#### What is required
Could you repeat the passage on music and philosophy between "Noudelmann positions the" and "and cutting-edge critique.", inclusive, replacing "invaluable" with "considerable"?

#### Passage
Noudelmann positions the physical and theoretical practice of music as a dimension underpinning and resonating with Sartre's, Nietzsche's, and Barthes's unique philosophical outlook. By reading their thought against their music, he introduces new critical formulations and reorients their trajectories, adding invaluable richness to these philosophers' lived and embodied experiences. The result heightens the multiple registers of being and the relationship between philosophy and the senses that informed so much of their work. A careful reader of music, Noudelmann maintains an elegant command of the texts under his gaze and appreciates the discursive points of musical and philosophical scholarship they involve, especially with regard to recent research and cutting-edge critique.

#### Pointing records
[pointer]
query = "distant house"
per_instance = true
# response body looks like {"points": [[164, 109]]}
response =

#### Exercise output
Noudelmann positions the physical and theoretical practice of music as a dimension underpinning and resonating with Sartre's, Nietzsche's, and Barthes's unique philosophical outlook. By reading their thought against their music, he introduces new critical formulations and reorients their trajectories, adding considerable richness to these philosophers' lived and embodied experiences. The result heightens the multiple registers of being and the relationship between philosophy and the senses that informed so much of their work. A careful reader of music, Noudelmann maintains an elegant command of the texts under his gaze and appreciates the discursive points of musical and philosophical scholarship they involve, especially with regard to recent research and cutting-edge critique.